Challenge:
Repeat the data below word for word, from its first line through the line containing "x=296, y=200", including both of those lines.

:::

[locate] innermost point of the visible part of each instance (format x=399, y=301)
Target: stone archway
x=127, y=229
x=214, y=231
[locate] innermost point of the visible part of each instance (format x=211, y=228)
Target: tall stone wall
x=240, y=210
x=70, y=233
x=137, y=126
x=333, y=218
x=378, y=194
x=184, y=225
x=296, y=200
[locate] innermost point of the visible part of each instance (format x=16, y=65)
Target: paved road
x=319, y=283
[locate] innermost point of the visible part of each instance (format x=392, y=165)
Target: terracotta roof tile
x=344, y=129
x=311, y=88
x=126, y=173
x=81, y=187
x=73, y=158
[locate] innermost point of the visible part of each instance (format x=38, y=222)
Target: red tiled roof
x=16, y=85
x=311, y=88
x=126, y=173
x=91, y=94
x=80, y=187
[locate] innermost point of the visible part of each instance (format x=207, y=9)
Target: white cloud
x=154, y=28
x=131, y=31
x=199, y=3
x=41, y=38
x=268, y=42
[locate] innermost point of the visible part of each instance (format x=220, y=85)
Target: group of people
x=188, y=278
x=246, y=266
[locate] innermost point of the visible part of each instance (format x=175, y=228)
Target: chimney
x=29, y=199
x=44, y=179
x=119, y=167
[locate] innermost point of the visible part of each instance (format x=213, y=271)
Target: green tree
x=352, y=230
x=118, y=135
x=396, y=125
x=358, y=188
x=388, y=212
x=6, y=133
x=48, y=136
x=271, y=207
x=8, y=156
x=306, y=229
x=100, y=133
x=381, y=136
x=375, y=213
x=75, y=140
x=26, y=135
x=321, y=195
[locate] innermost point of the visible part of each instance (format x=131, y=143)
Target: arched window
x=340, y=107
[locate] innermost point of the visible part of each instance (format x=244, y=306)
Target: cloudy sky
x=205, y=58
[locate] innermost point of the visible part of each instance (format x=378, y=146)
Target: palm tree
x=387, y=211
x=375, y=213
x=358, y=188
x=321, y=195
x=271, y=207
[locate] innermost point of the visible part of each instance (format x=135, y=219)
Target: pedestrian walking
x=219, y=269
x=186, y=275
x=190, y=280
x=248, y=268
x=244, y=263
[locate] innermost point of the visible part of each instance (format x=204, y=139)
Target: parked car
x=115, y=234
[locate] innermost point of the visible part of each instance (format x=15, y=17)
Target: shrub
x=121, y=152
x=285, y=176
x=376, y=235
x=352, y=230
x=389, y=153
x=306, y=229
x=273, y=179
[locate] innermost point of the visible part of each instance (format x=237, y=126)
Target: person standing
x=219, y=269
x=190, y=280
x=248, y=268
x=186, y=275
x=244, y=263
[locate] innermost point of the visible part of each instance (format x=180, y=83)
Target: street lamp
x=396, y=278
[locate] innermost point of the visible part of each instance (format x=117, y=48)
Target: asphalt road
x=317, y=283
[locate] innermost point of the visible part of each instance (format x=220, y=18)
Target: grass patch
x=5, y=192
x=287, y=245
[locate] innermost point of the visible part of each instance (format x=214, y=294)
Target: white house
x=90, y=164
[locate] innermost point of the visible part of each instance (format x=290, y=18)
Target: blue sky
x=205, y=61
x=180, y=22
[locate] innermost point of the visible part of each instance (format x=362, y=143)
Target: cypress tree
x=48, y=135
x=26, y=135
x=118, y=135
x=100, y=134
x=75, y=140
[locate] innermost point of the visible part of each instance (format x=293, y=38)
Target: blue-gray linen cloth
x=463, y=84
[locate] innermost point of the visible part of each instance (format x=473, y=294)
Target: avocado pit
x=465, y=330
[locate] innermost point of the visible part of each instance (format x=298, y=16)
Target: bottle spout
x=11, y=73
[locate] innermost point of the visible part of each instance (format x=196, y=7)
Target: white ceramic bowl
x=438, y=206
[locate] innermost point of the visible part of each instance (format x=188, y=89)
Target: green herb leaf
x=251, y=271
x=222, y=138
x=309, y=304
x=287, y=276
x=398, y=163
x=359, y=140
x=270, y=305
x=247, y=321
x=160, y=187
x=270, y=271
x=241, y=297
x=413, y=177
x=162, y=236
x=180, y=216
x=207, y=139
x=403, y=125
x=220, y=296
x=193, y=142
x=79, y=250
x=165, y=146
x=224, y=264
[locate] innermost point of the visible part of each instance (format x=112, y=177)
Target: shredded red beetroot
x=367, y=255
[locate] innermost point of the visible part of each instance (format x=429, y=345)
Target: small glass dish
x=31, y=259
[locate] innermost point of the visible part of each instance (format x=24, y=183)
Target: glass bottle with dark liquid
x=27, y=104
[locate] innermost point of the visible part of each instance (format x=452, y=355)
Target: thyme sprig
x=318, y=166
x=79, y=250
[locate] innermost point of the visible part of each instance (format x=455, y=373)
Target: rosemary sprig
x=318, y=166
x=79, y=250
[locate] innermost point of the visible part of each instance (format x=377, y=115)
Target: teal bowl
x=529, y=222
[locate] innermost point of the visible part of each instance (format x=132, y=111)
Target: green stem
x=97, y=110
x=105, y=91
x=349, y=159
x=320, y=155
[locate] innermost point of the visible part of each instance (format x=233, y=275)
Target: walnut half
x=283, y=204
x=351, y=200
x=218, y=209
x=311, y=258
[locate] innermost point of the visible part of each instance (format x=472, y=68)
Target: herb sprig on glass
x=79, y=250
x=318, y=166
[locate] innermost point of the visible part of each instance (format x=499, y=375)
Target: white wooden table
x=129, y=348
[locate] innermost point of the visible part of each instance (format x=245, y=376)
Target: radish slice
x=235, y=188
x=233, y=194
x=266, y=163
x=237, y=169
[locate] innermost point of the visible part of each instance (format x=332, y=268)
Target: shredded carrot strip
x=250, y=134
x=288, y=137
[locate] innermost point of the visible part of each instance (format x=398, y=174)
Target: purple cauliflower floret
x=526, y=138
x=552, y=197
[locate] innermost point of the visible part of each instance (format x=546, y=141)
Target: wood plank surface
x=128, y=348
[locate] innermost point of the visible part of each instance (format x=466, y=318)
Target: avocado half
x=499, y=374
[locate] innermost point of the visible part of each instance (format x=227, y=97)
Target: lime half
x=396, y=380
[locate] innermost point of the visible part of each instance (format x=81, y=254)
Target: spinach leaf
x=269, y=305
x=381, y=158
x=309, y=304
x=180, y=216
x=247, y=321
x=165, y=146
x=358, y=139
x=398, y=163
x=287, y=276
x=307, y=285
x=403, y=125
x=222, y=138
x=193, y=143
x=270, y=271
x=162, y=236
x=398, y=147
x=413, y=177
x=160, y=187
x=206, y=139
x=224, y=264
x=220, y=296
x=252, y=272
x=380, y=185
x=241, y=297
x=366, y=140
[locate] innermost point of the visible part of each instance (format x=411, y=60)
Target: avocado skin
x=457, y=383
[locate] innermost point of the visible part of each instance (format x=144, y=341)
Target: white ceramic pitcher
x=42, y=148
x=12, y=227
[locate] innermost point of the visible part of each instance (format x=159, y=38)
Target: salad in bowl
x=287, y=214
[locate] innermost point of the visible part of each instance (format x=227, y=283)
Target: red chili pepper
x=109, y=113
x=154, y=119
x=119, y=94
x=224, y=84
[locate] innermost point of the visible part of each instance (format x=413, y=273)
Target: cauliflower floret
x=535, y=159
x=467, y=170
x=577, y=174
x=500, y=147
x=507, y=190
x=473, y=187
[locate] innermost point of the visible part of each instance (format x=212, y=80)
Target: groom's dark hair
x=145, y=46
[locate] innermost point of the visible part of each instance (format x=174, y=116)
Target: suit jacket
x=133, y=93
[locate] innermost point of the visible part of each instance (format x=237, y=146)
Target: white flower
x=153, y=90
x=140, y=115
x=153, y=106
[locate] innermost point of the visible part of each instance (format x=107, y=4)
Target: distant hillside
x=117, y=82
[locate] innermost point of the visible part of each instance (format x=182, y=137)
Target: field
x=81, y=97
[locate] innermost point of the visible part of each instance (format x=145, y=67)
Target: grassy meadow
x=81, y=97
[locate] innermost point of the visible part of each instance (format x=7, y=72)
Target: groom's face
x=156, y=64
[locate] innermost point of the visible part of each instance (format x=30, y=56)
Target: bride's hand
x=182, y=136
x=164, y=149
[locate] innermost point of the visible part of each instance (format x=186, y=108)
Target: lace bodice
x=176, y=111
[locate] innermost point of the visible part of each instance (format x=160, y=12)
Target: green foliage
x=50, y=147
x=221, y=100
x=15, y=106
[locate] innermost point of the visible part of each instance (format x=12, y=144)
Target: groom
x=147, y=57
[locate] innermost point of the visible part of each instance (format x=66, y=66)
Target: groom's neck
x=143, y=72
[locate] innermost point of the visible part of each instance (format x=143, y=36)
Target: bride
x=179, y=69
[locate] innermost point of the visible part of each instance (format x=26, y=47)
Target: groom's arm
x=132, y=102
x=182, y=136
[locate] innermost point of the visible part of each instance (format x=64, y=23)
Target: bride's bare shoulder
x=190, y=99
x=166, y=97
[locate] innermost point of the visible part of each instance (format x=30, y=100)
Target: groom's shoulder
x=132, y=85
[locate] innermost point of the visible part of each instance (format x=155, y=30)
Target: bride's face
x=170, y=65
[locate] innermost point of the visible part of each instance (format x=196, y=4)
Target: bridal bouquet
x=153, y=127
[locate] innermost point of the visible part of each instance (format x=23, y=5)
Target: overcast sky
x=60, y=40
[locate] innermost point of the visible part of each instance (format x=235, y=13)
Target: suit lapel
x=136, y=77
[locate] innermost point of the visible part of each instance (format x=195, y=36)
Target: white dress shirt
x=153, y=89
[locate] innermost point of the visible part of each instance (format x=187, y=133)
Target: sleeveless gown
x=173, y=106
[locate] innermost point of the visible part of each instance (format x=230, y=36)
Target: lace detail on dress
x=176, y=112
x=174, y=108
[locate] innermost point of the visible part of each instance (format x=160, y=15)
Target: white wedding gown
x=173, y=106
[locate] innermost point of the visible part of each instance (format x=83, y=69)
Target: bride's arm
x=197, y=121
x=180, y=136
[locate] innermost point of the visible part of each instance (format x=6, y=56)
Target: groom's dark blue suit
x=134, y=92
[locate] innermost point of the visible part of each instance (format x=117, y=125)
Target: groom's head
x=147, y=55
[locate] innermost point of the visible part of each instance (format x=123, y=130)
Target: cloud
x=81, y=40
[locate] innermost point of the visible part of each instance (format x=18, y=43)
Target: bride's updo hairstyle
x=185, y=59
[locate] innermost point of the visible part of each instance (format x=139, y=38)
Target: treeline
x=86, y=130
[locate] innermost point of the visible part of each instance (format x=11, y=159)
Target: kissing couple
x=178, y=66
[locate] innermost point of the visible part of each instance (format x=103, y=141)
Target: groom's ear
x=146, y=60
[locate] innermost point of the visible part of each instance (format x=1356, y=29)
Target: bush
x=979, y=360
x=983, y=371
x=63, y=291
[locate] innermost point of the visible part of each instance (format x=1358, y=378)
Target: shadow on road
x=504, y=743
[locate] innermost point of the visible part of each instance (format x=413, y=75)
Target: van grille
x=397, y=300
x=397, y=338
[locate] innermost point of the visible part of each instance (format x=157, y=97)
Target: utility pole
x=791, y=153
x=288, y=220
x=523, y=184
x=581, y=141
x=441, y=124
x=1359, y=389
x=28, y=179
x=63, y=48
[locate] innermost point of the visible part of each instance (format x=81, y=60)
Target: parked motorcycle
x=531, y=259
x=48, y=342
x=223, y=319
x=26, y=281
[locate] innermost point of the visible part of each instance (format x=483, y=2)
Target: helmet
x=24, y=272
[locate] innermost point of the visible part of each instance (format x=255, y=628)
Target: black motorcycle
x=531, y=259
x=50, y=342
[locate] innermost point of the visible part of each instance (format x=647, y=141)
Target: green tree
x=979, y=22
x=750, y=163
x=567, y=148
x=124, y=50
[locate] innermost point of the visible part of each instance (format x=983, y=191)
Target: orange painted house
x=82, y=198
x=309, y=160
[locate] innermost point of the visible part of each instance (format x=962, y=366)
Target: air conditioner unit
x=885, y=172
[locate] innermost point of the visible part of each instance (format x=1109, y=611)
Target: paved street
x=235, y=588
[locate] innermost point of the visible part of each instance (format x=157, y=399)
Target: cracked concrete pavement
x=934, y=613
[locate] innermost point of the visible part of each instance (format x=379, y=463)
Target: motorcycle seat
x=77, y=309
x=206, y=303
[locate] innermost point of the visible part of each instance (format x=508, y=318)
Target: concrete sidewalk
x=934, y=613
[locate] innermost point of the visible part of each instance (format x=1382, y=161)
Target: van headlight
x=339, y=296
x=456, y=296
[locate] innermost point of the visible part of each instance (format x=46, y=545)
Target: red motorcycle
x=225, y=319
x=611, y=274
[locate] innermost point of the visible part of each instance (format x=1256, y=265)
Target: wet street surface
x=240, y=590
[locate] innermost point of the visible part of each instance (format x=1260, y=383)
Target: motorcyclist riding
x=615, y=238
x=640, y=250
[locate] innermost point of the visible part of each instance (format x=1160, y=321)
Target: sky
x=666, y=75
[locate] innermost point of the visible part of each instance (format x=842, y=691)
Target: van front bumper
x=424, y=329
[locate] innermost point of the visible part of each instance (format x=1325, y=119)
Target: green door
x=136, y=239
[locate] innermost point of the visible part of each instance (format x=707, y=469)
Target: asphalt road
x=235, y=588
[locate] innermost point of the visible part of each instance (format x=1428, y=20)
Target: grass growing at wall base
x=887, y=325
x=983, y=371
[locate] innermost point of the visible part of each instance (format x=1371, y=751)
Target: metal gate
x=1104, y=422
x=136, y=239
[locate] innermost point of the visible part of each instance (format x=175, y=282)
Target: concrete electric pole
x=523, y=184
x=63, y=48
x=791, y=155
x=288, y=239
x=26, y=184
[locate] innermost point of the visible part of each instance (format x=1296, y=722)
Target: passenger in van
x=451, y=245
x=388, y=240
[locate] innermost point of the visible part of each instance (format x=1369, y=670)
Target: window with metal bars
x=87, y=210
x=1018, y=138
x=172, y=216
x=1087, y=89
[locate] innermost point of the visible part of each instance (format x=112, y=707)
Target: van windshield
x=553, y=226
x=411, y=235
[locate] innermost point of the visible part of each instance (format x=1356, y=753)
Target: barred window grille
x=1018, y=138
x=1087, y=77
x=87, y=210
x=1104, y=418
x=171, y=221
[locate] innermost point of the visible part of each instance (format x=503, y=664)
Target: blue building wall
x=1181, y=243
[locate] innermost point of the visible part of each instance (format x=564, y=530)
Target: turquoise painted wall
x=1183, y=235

:::

Exercise output:
[locate] innermost point of the visible part of each instance (format x=399, y=301)
Target: stone archway
x=127, y=229
x=214, y=231
[locate] innermost point of the visible part of each instance (format x=211, y=228)
Target: tall stone wall
x=240, y=210
x=70, y=233
x=137, y=126
x=333, y=218
x=378, y=194
x=184, y=225
x=296, y=200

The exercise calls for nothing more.